Copy out all the rows below, swapping "that would be a great help" for "I would really appreciate it" wherever it occurs and changing nothing else. Leave the pictures out of your copy.

— start of EXERCISE DATA —

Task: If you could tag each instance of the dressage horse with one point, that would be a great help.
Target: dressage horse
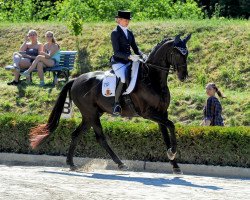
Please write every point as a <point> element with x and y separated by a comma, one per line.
<point>150,99</point>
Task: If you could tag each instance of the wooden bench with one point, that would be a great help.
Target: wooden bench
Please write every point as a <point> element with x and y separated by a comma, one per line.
<point>67,60</point>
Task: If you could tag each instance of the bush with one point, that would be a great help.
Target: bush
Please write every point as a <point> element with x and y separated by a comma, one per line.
<point>197,145</point>
<point>97,10</point>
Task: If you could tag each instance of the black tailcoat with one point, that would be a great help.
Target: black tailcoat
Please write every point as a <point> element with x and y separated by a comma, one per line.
<point>121,45</point>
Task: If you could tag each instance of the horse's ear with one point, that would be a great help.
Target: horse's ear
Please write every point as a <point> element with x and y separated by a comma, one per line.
<point>187,38</point>
<point>177,39</point>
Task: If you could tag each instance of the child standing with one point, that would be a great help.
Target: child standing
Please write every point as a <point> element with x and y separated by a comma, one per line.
<point>212,110</point>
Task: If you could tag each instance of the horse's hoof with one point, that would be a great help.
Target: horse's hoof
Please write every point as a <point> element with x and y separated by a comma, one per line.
<point>177,171</point>
<point>73,168</point>
<point>171,155</point>
<point>123,167</point>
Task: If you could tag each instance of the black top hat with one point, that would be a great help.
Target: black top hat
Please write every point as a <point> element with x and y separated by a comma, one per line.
<point>123,14</point>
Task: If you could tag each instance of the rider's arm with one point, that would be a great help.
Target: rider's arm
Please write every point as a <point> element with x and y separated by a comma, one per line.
<point>134,46</point>
<point>115,44</point>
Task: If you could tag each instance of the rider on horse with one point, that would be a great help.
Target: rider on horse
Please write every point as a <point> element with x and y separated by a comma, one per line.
<point>122,40</point>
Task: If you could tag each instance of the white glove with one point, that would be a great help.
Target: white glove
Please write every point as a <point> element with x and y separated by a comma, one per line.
<point>134,58</point>
<point>207,122</point>
<point>144,57</point>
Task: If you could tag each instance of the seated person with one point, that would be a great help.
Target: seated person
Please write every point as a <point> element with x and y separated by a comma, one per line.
<point>49,57</point>
<point>27,54</point>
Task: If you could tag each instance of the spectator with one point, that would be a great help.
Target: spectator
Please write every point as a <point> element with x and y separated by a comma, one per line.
<point>49,57</point>
<point>27,54</point>
<point>212,110</point>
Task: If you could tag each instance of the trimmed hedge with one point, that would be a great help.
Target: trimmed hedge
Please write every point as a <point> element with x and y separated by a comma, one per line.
<point>198,145</point>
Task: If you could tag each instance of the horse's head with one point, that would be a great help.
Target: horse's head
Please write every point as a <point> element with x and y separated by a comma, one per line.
<point>178,56</point>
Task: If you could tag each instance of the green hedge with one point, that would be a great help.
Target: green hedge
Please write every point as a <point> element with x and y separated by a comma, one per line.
<point>197,145</point>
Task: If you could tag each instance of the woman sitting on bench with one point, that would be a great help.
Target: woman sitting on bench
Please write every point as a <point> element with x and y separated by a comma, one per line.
<point>27,54</point>
<point>49,57</point>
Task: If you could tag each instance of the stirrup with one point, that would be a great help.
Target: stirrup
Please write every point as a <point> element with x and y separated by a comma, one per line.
<point>117,110</point>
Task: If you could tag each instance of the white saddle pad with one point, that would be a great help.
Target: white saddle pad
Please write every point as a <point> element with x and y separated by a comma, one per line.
<point>109,82</point>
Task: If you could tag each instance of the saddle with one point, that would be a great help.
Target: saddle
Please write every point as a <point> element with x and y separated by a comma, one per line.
<point>110,81</point>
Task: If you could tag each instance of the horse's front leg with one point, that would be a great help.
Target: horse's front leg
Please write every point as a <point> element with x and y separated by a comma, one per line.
<point>165,124</point>
<point>101,139</point>
<point>166,138</point>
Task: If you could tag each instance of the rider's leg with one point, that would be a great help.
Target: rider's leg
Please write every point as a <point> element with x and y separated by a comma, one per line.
<point>118,93</point>
<point>119,69</point>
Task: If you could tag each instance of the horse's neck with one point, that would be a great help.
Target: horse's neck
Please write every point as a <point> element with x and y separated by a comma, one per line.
<point>159,78</point>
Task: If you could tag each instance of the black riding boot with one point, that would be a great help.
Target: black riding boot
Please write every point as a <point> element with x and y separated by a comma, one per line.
<point>118,93</point>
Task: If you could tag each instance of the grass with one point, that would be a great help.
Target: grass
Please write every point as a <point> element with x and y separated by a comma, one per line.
<point>218,51</point>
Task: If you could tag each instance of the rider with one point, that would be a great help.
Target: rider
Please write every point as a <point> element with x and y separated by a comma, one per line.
<point>122,40</point>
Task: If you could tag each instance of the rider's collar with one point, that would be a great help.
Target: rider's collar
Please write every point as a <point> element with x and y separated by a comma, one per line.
<point>123,28</point>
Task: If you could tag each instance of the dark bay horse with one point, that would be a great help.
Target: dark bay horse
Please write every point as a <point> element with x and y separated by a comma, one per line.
<point>151,98</point>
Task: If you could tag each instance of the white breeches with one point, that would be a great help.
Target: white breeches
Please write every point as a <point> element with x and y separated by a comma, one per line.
<point>119,69</point>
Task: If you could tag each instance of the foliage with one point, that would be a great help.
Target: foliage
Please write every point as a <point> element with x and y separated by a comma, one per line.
<point>75,24</point>
<point>226,8</point>
<point>143,141</point>
<point>97,10</point>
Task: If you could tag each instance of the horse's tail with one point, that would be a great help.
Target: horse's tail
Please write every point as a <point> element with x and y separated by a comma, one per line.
<point>39,133</point>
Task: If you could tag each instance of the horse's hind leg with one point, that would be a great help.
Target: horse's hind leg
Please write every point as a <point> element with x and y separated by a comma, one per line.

— end of EXERCISE DATA —

TASK ANSWER →
Task: If you could tag each instance of the dressage horse with one point, I would really appreciate it.
Target: dressage horse
Please write every point as a <point> element with x and y separated by a comma, one per line.
<point>150,99</point>
Task: If you could tag each instance of the wooden bench with one point, I would really appreciate it.
Target: wooden bench
Please write every point as a <point> element with x and y separated by a comma, one per line.
<point>67,60</point>
Task: If you could tag each instance of the bush with one point, I would really appreciate it.
Target: bush
Please write every point as a <point> element with x and y separated by a comma, one per line.
<point>197,145</point>
<point>97,10</point>
Task: If you could tag each instance of the black tailcoat with one point, I would really appreciate it.
Target: black tailcoat
Please write every point as a <point> element with x and y separated by a comma, one per line.
<point>121,45</point>
Task: If you could tag each instance of the horse's ear with one point, I would really appreciate it.
Target: horse's ear
Please write every point as a <point> element with x and y separated by a comma, one per line.
<point>187,38</point>
<point>177,39</point>
Task: If you could tag each instance of the child standing with one point, I would really appreciate it.
Target: child standing
Please write every point as a <point> element with x and y separated by a comma, one per line.
<point>212,110</point>
Task: If you could tag each instance of the horse's hoof with one point, I would really appreciate it.
Target: horse's hoof
Please write every point as a <point> element with x and y separated by a comma, one per line.
<point>177,171</point>
<point>73,168</point>
<point>171,155</point>
<point>123,167</point>
Task: If you could tag each instance of the black top hat with one point, I would really appreciate it.
Target: black top hat
Please write every point as a <point> element with x and y separated by a comma, one per line.
<point>123,14</point>
Task: If you could tag each instance of the rider's arm with one point, I would really appreciate it.
Target: rider's arm
Please write every point as a <point> element with x and y separated by a comma, one per line.
<point>134,46</point>
<point>115,44</point>
Task: If you could tag each instance of the rider on horse with one point, I would really appreciate it.
Target: rider on horse
Please write every point as a <point> element with x and y separated by a comma, one per line.
<point>122,40</point>
Task: If you could tag each instance of the white glove with one point, I would really appreciate it.
Target: white glove
Please write every point as a <point> element with x and y separated by a comma, one per line.
<point>134,58</point>
<point>207,122</point>
<point>144,57</point>
Task: If you could tag each instance of the seated person with one point, I would really appreciate it.
Target: seated person
Please write every point as a <point> element with x and y separated by a comma, one per line.
<point>49,57</point>
<point>27,54</point>
Task: If you could tag each instance of the spectator with one point, I would really appreciate it.
Target: spectator
Please write every point as a <point> element with x and y separated by a comma, one per line.
<point>49,57</point>
<point>27,54</point>
<point>212,110</point>
Task: If you could tag each instance of the trimmed hedge with one point, I would really appreciate it.
Target: trimmed hedge
Please write every point as a <point> element with x and y separated by a comma, one per line.
<point>198,145</point>
Task: If you could tag each instance of the horse's head with one point, I would really appreciate it.
Target: horse's head
Please write every point as a <point> element with x and y separated by a comma, one per line.
<point>178,56</point>
Task: If you could tag each instance of the green hedge with one point, I would really appreciate it.
Target: green hedge
Please write every point as a <point> element with x and y separated by a comma, one per line.
<point>197,145</point>
Task: If you could tag each instance of the woman sitting on bench with one point, I would really appreciate it.
Target: woman sitting on bench
Please write every point as a <point> element with x and y separated by a comma, one per line.
<point>27,54</point>
<point>49,57</point>
Task: If you could tag each instance of the stirrup with one point, I would really appreciate it.
Target: stirrup
Please write every point as a <point> element with x and y separated by a comma, one per line.
<point>117,110</point>
Task: If you could tag each instance of the white saddle pad with one point, I would really appreciate it.
Target: white saddle pad
Please write every point as a <point> element with x and y separated by a comma, one per line.
<point>109,82</point>
Task: If you could tag each instance of the saddle with one point, I would really appreciate it.
Target: saddle
Please write every point as a <point> element with x and y separated by a comma, one per line.
<point>110,81</point>
Task: If you could tag each instance of the horse's front leg with one point, I would really appreciate it.
Target: horse's front leg
Please write every point as a <point> element with x and y separated by a comma, one per line.
<point>165,124</point>
<point>101,139</point>
<point>166,138</point>
Task: If you could tag each instance of the rider's leg with one point, I would really appreciate it.
Target: rider's leg
Please write every point as a <point> element with x and y separated by a comma, one per line.
<point>118,93</point>
<point>119,69</point>
Task: If you could tag each instance of the horse's neck with one point, I would really appreciate it.
Target: horse's neck
Please write every point as a <point> element with x and y separated by a comma, one per line.
<point>159,78</point>
Task: If you could tag each instance of the black riding boot with one point, I would really appreciate it.
Target: black riding boot
Please write every point as a <point> element with x and y separated by a comma, one per line.
<point>118,93</point>
Task: If you could tag each instance of the grass with one point, I would really appreciate it.
Target: grass
Please write every point as a <point> element with x and y separated by a comma, one per line.
<point>218,51</point>
Task: If you could tag each instance of the rider with one point, I would really appreciate it.
Target: rider
Please write every point as a <point> element with x and y separated by a comma, one per line.
<point>122,40</point>
Task: If you could tag each instance of the rider's collar with one point, I would really appreciate it.
Target: rider's collar
Please write every point as a <point> element with x and y separated by a comma, one per line.
<point>123,28</point>
Task: If you could tag each instance of the dark bay horse with one point, I would really appreciate it.
Target: dark bay horse
Please write every point as a <point> element with x and y separated by a comma, one per line.
<point>151,98</point>
Task: If you could tag each instance of the white breeches with one point, I would really appreciate it.
Target: white breeches
Please write every point as a <point> element with x and y separated by a comma, one per line.
<point>119,69</point>
Task: If you could tag each instance of the foliage with one point, I would really appreciate it.
Target: foliage
Please write every point as a <point> element with x and y separated by a comma, one per line.
<point>75,24</point>
<point>226,8</point>
<point>143,141</point>
<point>97,10</point>
Task: If you could tag each instance of the horse's tail with one point, I would really appreciate it.
Target: horse's tail
Please write every point as a <point> element with x and y separated by a comma, one per line.
<point>39,133</point>
Task: If you could tag each instance of the horse's hind leg with one point, I would really appreciate it.
Target: horse's hind leg
Please write every point as a <point> element with x and y separated by a comma, one per line.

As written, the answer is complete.